Task details:
Leave out the pictures and copy each record below exactly.

Information provided:

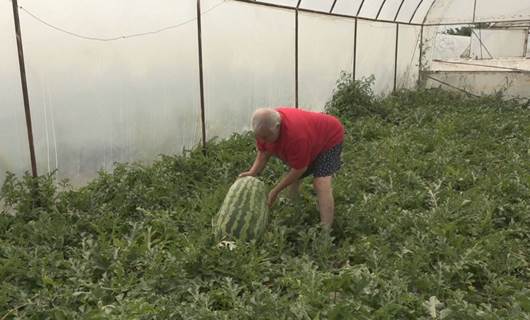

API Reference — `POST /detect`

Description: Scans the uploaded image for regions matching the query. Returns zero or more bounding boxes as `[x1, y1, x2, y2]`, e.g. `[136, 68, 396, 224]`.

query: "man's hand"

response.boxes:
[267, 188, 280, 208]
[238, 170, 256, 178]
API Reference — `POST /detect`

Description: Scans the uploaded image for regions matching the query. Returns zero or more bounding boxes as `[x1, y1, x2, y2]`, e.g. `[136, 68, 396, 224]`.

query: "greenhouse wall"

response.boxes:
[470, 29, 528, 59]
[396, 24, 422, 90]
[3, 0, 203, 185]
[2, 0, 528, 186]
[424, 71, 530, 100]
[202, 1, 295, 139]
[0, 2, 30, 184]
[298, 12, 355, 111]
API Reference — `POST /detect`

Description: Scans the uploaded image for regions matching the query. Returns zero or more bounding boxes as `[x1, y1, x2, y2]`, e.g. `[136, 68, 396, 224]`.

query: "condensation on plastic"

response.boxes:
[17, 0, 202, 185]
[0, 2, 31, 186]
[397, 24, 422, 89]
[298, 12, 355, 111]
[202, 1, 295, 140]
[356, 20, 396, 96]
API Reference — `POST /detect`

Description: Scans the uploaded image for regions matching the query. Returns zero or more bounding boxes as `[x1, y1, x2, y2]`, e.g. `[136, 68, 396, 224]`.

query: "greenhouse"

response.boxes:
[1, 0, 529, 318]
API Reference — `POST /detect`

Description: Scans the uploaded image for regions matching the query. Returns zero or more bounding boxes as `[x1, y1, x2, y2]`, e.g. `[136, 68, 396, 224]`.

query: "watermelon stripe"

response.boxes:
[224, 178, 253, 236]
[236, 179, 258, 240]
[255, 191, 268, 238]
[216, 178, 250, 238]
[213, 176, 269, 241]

Answer to this problem:
API Reference — `POST /detect`

Description: Scans the uploaded image for regions matching the query. Returns zero or more bounding boxes as `[x1, y1, x2, y2]`, e.g. `[136, 68, 396, 224]`.

query: "man's hand"

response.boxes:
[267, 188, 280, 208]
[238, 170, 256, 178]
API Reference — `POST /detect`

Description: Scans the uploaded image for regions matching the query. Returns zero or more bounding boxes as `[x1, y1, x2, y2]`, e.g. `[136, 68, 396, 224]`.

query: "greenhouse wall"

response.boxes:
[470, 29, 528, 59]
[396, 24, 422, 90]
[3, 0, 203, 185]
[2, 0, 528, 186]
[424, 71, 530, 100]
[202, 1, 295, 139]
[0, 2, 30, 184]
[298, 12, 355, 111]
API Reference — `POST /detect`

Description: Scans the uploaded image for regions matching the query. Returns zero or more bounding boxes as `[x1, y1, x2, y2]`, e.g. `[136, 68, 396, 224]`.

query: "condensation on plastic"

response.boxes:
[17, 0, 202, 185]
[0, 2, 31, 186]
[397, 24, 422, 89]
[298, 12, 355, 111]
[202, 1, 295, 140]
[356, 20, 396, 96]
API Reference — `POST /detect`

Description: Scans the uploaded image for regions matching the query. Returns zero or more bounding boxes as `[x1, y1, x2, y2]`, e.g. `[136, 68, 396, 224]`.

query: "greenhouse"

response.boxes:
[1, 0, 529, 318]
API Reference — `POST /detect`

Description: Scans the uploaded image for regions matching the query. Returns zero or more bounding boxes as `[x1, y1, x2, y2]`, e.g. `[136, 68, 396, 224]`.

query: "watermelon stripe"

response.boxes:
[224, 178, 253, 236]
[236, 179, 258, 240]
[255, 191, 268, 238]
[216, 178, 250, 238]
[213, 176, 269, 241]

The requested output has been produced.